Copy only the records from the line with "Objective — for every instance of the dalmatian" to the line with "[[125, 122]]", swapping "rock" for "boulder" and changing nothing else.

Dataset entries:
━━━
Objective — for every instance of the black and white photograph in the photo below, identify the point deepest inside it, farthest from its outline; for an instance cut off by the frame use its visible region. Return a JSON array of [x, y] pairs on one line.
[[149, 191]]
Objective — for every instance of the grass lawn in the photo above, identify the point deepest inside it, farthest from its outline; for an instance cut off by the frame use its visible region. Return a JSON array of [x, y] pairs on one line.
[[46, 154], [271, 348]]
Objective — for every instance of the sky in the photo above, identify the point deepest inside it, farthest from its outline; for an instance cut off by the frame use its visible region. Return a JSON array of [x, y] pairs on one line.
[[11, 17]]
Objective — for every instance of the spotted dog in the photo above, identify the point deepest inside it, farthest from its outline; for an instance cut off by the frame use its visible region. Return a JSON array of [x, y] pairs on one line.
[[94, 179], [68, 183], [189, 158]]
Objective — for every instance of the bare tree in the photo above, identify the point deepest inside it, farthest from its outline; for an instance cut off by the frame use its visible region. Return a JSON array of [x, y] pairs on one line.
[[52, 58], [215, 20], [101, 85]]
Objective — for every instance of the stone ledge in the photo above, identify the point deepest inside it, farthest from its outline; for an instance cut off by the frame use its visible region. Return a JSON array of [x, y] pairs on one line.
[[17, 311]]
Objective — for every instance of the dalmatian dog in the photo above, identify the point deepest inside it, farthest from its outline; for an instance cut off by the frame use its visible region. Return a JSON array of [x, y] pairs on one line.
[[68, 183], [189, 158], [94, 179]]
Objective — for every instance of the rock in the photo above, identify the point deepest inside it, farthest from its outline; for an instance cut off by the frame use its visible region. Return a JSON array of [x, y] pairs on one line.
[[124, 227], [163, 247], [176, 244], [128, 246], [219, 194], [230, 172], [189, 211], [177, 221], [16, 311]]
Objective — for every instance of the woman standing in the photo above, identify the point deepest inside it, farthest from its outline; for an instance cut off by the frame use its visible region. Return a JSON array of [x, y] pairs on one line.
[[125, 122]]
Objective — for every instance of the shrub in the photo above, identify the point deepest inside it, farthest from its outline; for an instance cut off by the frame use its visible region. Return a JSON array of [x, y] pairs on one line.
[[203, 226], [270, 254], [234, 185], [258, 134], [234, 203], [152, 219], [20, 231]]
━━━
Result:
Objective — for every instance of the dalmatian dog in the photo above, identify the point deepest inside it, farthest from its outline; for an instance cut off by the frame use its visible region. Return a JSON array of [x, y] pairs on one line.
[[68, 183], [189, 158], [94, 179]]
Objective — for every instance of the boulder in the photo above, identify the point deepest inside it, farthest from its outline; for an instance cut off by the frame use its visible region. Return a JSON array of [x, y] pairs on one line.
[[124, 227], [163, 247], [176, 244], [128, 246], [219, 194], [230, 172], [189, 211], [177, 221], [16, 311]]
Objective — for every instance of the woman standing in the photo above, identify the point deepest inside it, farthest from its outline; for an instance cut off by the frame use its visible region. Return a JSON array of [x, y] pairs on one line.
[[125, 122]]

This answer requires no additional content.